__Short task__:
Write out the part of the mower forum thread that opens with "Okay, thanks anyway" and closes with "the engine numbers?", substituting "tractor" for "mower".

__Page__:
# Crummy MTD YardBug



## MTDismyenemyy (Apr 1, 2010)

Hey all,

New member from Clayton, NC here.
Looking to see if I can get some wisdom here, to assist in my quest to get this Yardbug running. I recently acquired (did not have to pay for) a Yardman Yardbug, and I am unable to get the thing going! I have tried everything I could think of, in my limited amount of experience, to no avail. The machine will turn over, and even fire a few times (only with the assistance of ether), but will refuse to run for more than a few rotations. The gas is fresh, the old was drained out. I pulled the hose off the fuel filter, and fuel is flowing freely through the filter. The oil needs to be changed, but is not extremely dirty, and is at the proper level. I cleaned the spark plug thoroughly, and re-installed it. The unit has more than likely not been run in several years, and I would like to get this puppy going! Any ideas?

Thanks alot!

Philip


----------



## indypower (Apr 8, 2009)

You need to remove and clean the varnish out of the carb. Which means disassembling the carb, soaking in a carb cleaning solution for a couple of hours, rinse off with water, blow out all holes with compressed air, then installing a carb kit.


----------



## MTDismyenemyy (Apr 1, 2010)

I had heard that, and am entirely unsure of where this would be located, as well as how to remove it. I am sure that if I found it, I would be able to remove it, but I don't know what I am looking for! I have a rudimentary understanding of small engines, if you tell me what it would be attached to, or whereabouts to look, and what it might look like, roughly, I am sure I could figure it out!


----------



## indypower (Apr 8, 2009)

Post the model number of the mower.


----------



## MTDismyenemyy (Apr 1, 2010)

Indypower,
Last night, after a little internet searching, I determined where the fuel bowl was, and how to remove it and the carb, following your instructions, and re-assembled it. It is now running like a champ, thanks a ton!


----------



## MTDismyenemyy (Apr 1, 2010)

My next quest, for anyone with any ideas on how to do this, is how to remove or disable the seat sensor, or the "Operator Presence Sensor". This, obviously, is the one that will not let you get out of the seat without putting the unit in park. I would also like to disable the switch that forces you to disengage the blades before entering into reverse. If this is possible, I would very much like to do this. Thanks in advance!


----------



## pyro_maniac69 (Aug 12, 2007)

it can be done, but if we tell you how, and you get hurt, we could all get in trouble. so your gonna have to figure that one out on your own, sorry


----------



## MTDismyenemyy (Apr 1, 2010)

Okay, thanks anyway though. I have another question about this little turd of a mower. After running it for a few hours this morning, I went to mow the backyard, and it seems to run best when I leave the choke open. Typically, at least in my limited experience, the unit would die, but on this unit, when I put in in high, not even in gear, it seems to hiccup occasionally, and will occasionally die when I engage the blades. If I leave it at full choke, it runs smoothly, though! Any ideas?


----------



## indypower (Apr 8, 2009)

You still have a little dirt in the carb. Can you post the engine numbers?


----------

__Material supplied__:
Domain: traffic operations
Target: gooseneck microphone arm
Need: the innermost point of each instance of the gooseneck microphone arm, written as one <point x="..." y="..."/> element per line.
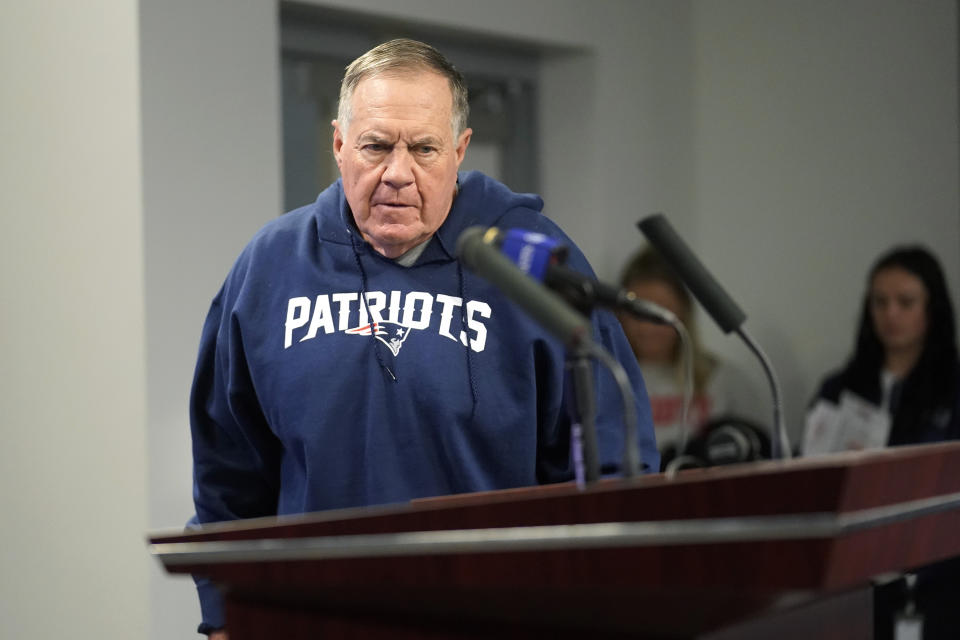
<point x="725" y="312"/>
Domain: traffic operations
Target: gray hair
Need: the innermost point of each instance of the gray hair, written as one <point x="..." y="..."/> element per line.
<point x="404" y="56"/>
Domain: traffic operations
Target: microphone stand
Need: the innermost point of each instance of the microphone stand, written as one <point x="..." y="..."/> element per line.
<point x="582" y="411"/>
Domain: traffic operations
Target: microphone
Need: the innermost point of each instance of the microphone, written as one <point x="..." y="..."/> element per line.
<point x="721" y="307"/>
<point x="704" y="287"/>
<point x="541" y="257"/>
<point x="475" y="248"/>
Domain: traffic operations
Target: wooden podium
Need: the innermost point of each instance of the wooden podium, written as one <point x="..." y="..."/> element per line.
<point x="783" y="549"/>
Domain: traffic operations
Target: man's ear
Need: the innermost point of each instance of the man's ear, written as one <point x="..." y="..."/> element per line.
<point x="337" y="141"/>
<point x="462" y="144"/>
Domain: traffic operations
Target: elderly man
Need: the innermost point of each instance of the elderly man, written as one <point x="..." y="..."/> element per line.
<point x="349" y="359"/>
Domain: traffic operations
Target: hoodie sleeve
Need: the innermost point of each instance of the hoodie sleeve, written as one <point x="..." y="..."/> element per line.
<point x="235" y="454"/>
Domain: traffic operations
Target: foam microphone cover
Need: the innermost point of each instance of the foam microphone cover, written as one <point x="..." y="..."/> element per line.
<point x="704" y="287"/>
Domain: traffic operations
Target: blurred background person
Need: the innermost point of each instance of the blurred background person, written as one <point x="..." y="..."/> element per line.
<point x="904" y="381"/>
<point x="904" y="363"/>
<point x="716" y="386"/>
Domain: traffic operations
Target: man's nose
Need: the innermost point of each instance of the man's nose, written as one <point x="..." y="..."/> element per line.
<point x="399" y="170"/>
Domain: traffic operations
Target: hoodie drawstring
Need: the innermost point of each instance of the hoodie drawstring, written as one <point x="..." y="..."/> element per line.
<point x="363" y="300"/>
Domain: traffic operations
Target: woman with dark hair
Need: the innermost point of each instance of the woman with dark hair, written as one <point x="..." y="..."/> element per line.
<point x="905" y="363"/>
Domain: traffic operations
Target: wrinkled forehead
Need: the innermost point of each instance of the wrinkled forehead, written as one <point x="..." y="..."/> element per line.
<point x="417" y="87"/>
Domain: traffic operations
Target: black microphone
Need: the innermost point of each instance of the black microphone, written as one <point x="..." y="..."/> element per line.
<point x="708" y="291"/>
<point x="476" y="249"/>
<point x="541" y="258"/>
<point x="725" y="312"/>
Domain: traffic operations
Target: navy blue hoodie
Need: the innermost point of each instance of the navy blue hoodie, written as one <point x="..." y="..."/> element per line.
<point x="329" y="376"/>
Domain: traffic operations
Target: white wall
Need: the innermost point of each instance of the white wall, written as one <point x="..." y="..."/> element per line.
<point x="211" y="139"/>
<point x="73" y="493"/>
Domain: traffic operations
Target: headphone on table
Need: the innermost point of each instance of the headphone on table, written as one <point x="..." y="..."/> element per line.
<point x="724" y="440"/>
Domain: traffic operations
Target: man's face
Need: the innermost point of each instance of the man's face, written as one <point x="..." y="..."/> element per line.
<point x="398" y="159"/>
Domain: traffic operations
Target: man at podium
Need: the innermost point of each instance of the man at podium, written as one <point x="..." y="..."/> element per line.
<point x="350" y="360"/>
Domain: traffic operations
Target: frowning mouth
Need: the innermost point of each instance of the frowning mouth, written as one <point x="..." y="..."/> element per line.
<point x="393" y="206"/>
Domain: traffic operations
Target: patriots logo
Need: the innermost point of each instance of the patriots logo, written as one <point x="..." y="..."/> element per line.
<point x="389" y="333"/>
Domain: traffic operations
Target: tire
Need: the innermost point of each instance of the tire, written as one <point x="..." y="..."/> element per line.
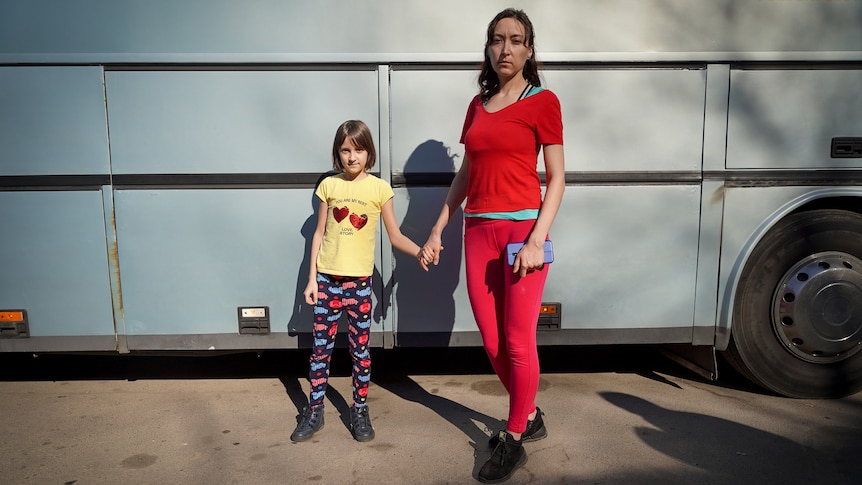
<point x="797" y="319"/>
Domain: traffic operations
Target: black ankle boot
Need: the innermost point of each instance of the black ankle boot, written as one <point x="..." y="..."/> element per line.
<point x="309" y="422"/>
<point x="360" y="424"/>
<point x="534" y="432"/>
<point x="508" y="455"/>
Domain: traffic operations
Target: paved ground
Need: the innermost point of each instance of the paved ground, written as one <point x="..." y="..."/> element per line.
<point x="615" y="415"/>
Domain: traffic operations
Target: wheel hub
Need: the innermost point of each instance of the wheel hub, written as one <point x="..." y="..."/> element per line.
<point x="817" y="307"/>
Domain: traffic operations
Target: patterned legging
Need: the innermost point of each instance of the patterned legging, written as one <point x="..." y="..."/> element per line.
<point x="335" y="295"/>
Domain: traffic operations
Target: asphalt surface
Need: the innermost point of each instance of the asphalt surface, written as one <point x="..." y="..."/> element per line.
<point x="615" y="415"/>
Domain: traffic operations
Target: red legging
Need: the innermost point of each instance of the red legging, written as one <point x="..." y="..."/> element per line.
<point x="506" y="309"/>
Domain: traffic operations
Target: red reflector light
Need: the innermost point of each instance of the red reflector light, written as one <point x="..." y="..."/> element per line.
<point x="13" y="316"/>
<point x="548" y="309"/>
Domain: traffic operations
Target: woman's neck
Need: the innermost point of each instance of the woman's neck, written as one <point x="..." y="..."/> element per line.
<point x="513" y="86"/>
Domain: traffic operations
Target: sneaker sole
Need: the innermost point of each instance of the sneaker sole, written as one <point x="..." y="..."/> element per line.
<point x="526" y="439"/>
<point x="300" y="439"/>
<point x="520" y="463"/>
<point x="363" y="439"/>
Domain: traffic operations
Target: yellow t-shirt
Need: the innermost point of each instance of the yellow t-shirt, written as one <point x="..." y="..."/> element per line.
<point x="354" y="209"/>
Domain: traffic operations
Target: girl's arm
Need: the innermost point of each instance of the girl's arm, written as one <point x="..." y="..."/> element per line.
<point x="311" y="288"/>
<point x="532" y="255"/>
<point x="454" y="198"/>
<point x="399" y="240"/>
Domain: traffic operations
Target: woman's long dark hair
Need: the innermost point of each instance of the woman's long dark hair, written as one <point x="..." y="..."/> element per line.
<point x="489" y="83"/>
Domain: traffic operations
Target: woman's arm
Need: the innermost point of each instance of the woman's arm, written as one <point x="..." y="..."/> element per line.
<point x="311" y="288"/>
<point x="454" y="198"/>
<point x="532" y="255"/>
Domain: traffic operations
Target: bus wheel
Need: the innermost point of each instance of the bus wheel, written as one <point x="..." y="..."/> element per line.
<point x="797" y="321"/>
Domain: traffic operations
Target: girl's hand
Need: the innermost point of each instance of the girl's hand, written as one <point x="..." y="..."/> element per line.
<point x="530" y="258"/>
<point x="311" y="293"/>
<point x="430" y="252"/>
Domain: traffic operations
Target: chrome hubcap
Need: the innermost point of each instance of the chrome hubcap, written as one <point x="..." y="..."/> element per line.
<point x="817" y="307"/>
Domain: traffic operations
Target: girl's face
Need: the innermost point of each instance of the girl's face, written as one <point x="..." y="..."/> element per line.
<point x="508" y="51"/>
<point x="353" y="158"/>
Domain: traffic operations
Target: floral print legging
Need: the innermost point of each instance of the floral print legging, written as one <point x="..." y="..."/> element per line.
<point x="335" y="295"/>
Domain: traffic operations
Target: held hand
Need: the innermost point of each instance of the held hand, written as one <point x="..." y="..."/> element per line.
<point x="430" y="252"/>
<point x="529" y="259"/>
<point x="311" y="293"/>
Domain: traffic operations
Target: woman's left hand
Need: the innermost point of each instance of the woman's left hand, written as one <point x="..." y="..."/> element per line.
<point x="530" y="258"/>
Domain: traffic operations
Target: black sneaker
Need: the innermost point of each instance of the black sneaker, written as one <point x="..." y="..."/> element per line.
<point x="360" y="424"/>
<point x="534" y="432"/>
<point x="508" y="455"/>
<point x="309" y="422"/>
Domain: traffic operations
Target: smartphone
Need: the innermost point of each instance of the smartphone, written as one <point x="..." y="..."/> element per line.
<point x="512" y="250"/>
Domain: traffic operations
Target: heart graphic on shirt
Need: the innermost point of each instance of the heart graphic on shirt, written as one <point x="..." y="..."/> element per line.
<point x="358" y="221"/>
<point x="340" y="213"/>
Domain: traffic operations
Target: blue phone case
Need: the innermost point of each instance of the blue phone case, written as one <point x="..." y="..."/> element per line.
<point x="512" y="250"/>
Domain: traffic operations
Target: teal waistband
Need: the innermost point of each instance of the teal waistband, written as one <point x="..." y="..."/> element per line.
<point x="521" y="215"/>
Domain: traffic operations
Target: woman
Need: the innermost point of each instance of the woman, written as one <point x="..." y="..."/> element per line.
<point x="507" y="124"/>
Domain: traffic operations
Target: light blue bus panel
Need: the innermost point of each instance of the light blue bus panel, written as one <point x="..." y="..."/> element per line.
<point x="190" y="258"/>
<point x="427" y="109"/>
<point x="54" y="264"/>
<point x="169" y="122"/>
<point x="786" y="119"/>
<point x="618" y="120"/>
<point x="52" y="121"/>
<point x="626" y="258"/>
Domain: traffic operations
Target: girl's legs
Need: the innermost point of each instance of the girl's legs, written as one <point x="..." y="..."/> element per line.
<point x="357" y="301"/>
<point x="326" y="315"/>
<point x="335" y="295"/>
<point x="506" y="309"/>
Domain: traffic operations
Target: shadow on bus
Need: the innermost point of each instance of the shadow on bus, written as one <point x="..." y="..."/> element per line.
<point x="390" y="365"/>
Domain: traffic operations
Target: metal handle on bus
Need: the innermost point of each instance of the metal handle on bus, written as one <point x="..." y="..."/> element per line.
<point x="847" y="147"/>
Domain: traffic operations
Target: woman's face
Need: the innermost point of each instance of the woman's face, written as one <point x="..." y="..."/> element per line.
<point x="508" y="51"/>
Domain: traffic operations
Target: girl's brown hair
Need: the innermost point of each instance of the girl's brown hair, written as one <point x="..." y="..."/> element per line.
<point x="359" y="133"/>
<point x="489" y="83"/>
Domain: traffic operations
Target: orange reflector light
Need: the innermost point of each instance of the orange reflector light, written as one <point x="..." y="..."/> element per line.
<point x="547" y="309"/>
<point x="11" y="316"/>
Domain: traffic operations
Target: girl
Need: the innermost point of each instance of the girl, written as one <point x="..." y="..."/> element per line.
<point x="340" y="269"/>
<point x="507" y="123"/>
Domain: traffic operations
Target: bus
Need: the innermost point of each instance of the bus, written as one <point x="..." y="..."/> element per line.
<point x="158" y="162"/>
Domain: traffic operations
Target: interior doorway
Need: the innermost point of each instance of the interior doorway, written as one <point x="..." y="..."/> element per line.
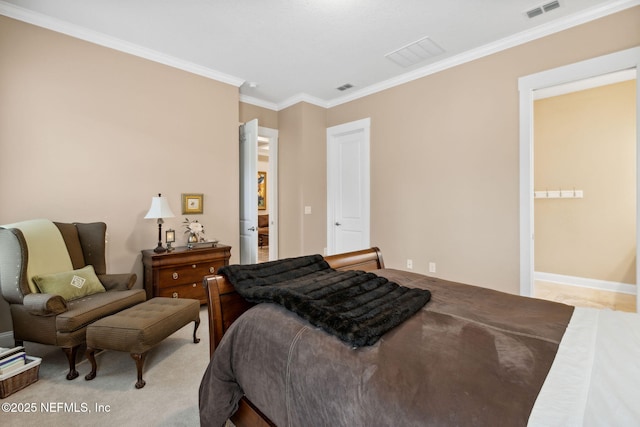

__Output for this task__:
Okay, thanks anyway though. I have another question about this little turd of a tractor. After running it for a few hours this morning, I went to mow the backyard, and it seems to run best when I leave the choke open. Typically, at least in my limited experience, the unit would die, but on this unit, when I put in in high, not even in gear, it seems to hiccup occasionally, and will occasionally die when I engage the blades. If I leave it at full choke, it runs smoothly, though! Any ideas?


----------



## indypower (Apr 8, 2009)

You still have a little dirt in the carb. Can you post the engine numbers?